Instead, Ryan announced, the City would develop and administer its own Office of Arts and Culture. Jeff Hawthorne, a former long-time staff member and interim director at RACC and current Arts Program Manager for the City of Portland, has been tapped to lead the new City Arts Program.
The city doesn’t have a complete plan yet. Speaking at a public informational gathering Nov. 7 at the Interstate Firehouse Cultural Center, Hawthorne said the lack of a comprehensive plan is by design: “I’m comfortable building as we go. I don’t think it would be fair to walk in with a complete design. Instead, I hope that this evening, we can find the sweet spot between clarity and a blank slate.”
To fill out that blank slate, the city convened a series of four public meetings in October and November, to outline early ideas and discuss ideas that may emerge from the artistic community about the new program. Each session has grown in attendance. The first session drew in only 45 people, while the most recent sessions have over 85 people pre-registered to attend. Participation was active and focused at Nov. 7’s third public meeting. (The final meeting, at the Multnomah Arts Center, was Thursday, Nov. 16.)
Prosper Portland Manager Berk Nelson opened the evening by stating that the City is still “working with RACC to use existing funds to have a greater impact on arts and using vacant space in the city to spotlight the arts. We look forward to an exciting conversation about how the arts can grow here in our city. We understand the arts have a profound impact on community and community engagement.”
The arts were not just a subject of discussion: each session has also opened with an artistic performance. The evening on Nov. 7 featured three powerful spoken poems by a Black poet who named herself only as “Bella” and warned that the dominant culture should be wary of “turning my experience into your entertainment.”
Ryan followed the poet by discussing his own early background as a tap-dancing wunderkind at 4 years old and clarified that his title is “Commissioner of Cultural Livability, which includes parks, natural areas, children’s levy and the arts – all the reasons we live somewhere, what makes our community vital. The arts keep you grounded and build our communities.”
Ryan also spoke about the arts as an engine of economic vitality: “Arts are a driver for the economy – arts can activate our economy. Cultural production accounts for $9.1 billion in our state’s economy, 3.6% of our gross state product and 65,549 jobs just in the nonprofit arts sector. We are the kindling to activate the economy. So it’s not just food for the soul, it’s food on the table.”

• **Raw data**
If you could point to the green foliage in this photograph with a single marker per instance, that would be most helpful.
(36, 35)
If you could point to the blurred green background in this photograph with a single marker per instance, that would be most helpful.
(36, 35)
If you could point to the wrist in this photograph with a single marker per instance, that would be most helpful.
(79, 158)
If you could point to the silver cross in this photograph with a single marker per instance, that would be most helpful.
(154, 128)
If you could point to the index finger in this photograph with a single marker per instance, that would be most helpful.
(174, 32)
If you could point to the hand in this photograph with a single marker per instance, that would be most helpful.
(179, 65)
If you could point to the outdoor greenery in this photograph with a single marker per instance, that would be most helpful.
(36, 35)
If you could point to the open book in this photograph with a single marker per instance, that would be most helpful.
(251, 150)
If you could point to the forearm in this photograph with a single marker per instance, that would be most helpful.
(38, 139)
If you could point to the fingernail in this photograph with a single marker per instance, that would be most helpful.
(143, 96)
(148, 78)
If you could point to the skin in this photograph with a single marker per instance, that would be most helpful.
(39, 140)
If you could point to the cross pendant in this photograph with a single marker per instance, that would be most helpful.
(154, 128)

• **What to produce**
Set down everything in the article on Portland's new City Arts Program from "Instead, Ryan announced, the" down to "City Arts Program.", word for word.

• **Reply**
Instead, Ryan announced, the City would develop and administer its own Office of Arts and Culture. Jeff Hawthorne, a former long-time staff member and interim director at RACC and current Arts Program Manager for the City of Portland, has been tapped to lead the new City Arts Program.